**Record excerpts**
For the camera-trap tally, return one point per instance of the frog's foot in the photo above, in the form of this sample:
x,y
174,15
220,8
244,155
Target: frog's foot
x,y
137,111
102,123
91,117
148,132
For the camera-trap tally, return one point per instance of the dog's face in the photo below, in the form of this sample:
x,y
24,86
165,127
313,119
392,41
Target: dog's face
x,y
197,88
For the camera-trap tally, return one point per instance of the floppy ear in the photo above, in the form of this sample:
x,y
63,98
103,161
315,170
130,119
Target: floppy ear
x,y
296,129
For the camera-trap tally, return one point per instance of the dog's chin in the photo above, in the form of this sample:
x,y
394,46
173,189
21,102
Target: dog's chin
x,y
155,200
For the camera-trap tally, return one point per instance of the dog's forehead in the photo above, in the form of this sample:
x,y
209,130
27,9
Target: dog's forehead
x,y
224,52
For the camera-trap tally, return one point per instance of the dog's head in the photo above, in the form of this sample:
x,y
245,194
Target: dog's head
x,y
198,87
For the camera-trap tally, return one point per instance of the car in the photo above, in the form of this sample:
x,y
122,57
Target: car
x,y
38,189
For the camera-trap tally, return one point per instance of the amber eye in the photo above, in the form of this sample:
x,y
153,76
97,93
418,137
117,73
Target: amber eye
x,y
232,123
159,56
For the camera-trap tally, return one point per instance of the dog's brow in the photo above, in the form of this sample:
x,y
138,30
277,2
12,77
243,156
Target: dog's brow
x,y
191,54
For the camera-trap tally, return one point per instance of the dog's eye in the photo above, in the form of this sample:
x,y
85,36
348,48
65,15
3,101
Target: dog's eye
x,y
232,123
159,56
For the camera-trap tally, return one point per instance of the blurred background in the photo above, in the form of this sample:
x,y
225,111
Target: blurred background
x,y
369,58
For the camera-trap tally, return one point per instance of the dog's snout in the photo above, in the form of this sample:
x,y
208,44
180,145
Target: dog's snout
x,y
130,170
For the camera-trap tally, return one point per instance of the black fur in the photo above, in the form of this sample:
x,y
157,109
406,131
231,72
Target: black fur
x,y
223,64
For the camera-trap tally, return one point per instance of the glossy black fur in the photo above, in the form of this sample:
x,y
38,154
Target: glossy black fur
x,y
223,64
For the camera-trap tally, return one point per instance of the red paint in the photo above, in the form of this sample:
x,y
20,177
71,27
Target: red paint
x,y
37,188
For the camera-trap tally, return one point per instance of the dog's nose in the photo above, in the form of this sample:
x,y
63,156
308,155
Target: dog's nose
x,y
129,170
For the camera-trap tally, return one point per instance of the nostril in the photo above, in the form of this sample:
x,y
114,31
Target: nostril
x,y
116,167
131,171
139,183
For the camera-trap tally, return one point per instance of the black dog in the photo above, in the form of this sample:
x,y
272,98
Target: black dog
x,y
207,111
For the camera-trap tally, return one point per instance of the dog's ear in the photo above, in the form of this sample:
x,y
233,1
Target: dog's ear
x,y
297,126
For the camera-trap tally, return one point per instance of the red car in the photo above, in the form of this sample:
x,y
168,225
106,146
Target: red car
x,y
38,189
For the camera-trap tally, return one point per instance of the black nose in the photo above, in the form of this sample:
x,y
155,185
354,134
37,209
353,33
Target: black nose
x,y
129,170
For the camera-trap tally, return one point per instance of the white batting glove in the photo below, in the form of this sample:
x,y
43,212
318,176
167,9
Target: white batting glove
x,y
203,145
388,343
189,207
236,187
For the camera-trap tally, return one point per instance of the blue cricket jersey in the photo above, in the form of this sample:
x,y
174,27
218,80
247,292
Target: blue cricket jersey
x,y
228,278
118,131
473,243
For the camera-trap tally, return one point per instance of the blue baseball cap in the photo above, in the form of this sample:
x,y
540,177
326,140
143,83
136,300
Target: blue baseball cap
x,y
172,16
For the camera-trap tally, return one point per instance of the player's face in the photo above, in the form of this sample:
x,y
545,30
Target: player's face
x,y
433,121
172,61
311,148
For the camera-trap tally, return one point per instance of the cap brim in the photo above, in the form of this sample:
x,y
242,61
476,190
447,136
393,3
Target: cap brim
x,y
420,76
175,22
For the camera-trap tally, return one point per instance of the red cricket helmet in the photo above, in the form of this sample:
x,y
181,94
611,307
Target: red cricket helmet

**Requirement**
Exactly as written, please output every entry.

**Result below**
For the camera-trap tally, return one point per instance of the frog's foot in the photo above, in the form of this sample:
x,y
174,15
220,8
244,155
Target: frog's foot
x,y
137,111
102,123
91,117
148,132
For the camera-trap tally, return one point per instance of the dog's face in the photo below, in the form of this sample:
x,y
24,86
165,127
313,119
392,41
Target: dog's face
x,y
197,88
For the camera-trap tally, return one point per instance of the floppy ear in the photo above, in the form of this sample:
x,y
63,98
103,161
315,170
130,119
Target: floppy ear
x,y
296,129
For the camera-trap tally, return one point per instance of the dog's chin in the photo above, in the form of this sample:
x,y
394,46
173,189
21,102
Target: dog's chin
x,y
155,200
For the camera-trap tally, return one point per instance of the dog's forehead in the photo above, in the form of this sample:
x,y
209,130
27,9
Target: dog's forehead
x,y
224,52
For the camera-trap tally, return one point per instance of the dog's head in the photo above, in the form of this sample:
x,y
245,194
Target: dog's head
x,y
198,87
For the camera-trap tally, return one point per instance of the car in the photo above, in the form of this sample:
x,y
122,57
Target: car
x,y
38,189
For the camera-trap tally, return one point per instance of the amber eye in the photo above, in the form of this sample:
x,y
153,76
97,93
418,137
117,73
Target: amber eye
x,y
232,123
159,56
For the camera-trap tally, return one point per instance of the dog's brow in the photo above, in the form of this sample:
x,y
138,30
277,2
12,77
243,156
Target: dog's brow
x,y
191,54
For the camera-trap tally, return one point per instance of the dog's eye in the photo above, in the form of this sample:
x,y
85,36
348,48
65,15
3,101
Target: dog's eye
x,y
232,123
159,56
For the camera-trap tally, return one point per instance of the blurred background in the photo above, in the form of this sample:
x,y
225,111
Target: blurred background
x,y
369,58
For the camera-trap tally, return one point per instance of the dog's snout in the photo above, in the form of this sample:
x,y
208,44
180,145
Target: dog's snout
x,y
130,170
For the camera-trap tally, return one point per instance of the black fur in the photo above, in the form of this sample:
x,y
157,109
406,131
231,72
Target: black fur
x,y
223,64
For the camera-trap tally, return one point per instance of the glossy black fur in the photo above, in the form of this sample:
x,y
38,154
Target: glossy black fur
x,y
223,64
For the camera-trap tally, return one point per instance of the red paint in the photo above, in the form of this sample:
x,y
20,177
71,27
Target: red paint
x,y
37,188
For the camera-trap tally, return one point per instance of the dog's nose in the photo above, in the form of this sample:
x,y
63,156
308,155
Target: dog's nose
x,y
129,170
For the camera-trap tally, return one point per instance of the nostril in the photo above, in the form of this sample:
x,y
114,31
Target: nostril
x,y
116,167
131,171
139,183
For the camera-trap tally, return one point per instance of the black dog in the photo above, in the form of this sample:
x,y
272,98
Target: black dog
x,y
207,111
For the camera-trap tally, return one point per instance of the dog's ear in the photo above, in the form of this sample:
x,y
233,1
Target: dog's ear
x,y
297,126
For the camera-trap tally, return one point per instance of the red car in the photo above, in the form of this sample:
x,y
168,225
106,146
Target: red car
x,y
38,189
For the camera-trap tally, return one point per instance of the black nose in the photo above, in the form of this sample:
x,y
155,185
354,134
37,209
353,33
Target: black nose
x,y
129,170
For the camera-trap tally, return one point per instance of the white batting glove in the photo below, in the form of this sample:
x,y
43,212
318,176
167,9
Target: white batting glove
x,y
203,145
388,343
189,207
236,187
For the camera-trap tally, return one point per instance of the blue cricket jersey in the photo above, in the form of this sample:
x,y
174,27
218,80
247,292
Target: blue cricket jersey
x,y
228,278
118,131
473,243
For the camera-trap tally, return one point per instance of the blue baseball cap in the photo above, in the form of this sample:
x,y
540,177
326,140
143,83
136,300
Target: blue baseball cap
x,y
172,16
For the camera-trap tally, return one point per instance of the player's face in the photo above, in the form of this sample:
x,y
545,30
Target: player's face
x,y
433,121
172,61
311,148
For the camera-trap tally, return one point per instance of the cap brim in the photo above, in the form of this sample:
x,y
242,61
476,190
447,136
393,3
Target: cap brim
x,y
420,76
175,22
For the camera-trap tally, return one point per instance of the red cricket helmet in the photo above, in the form of this sample:
x,y
181,94
611,307
Target: red cricket helmet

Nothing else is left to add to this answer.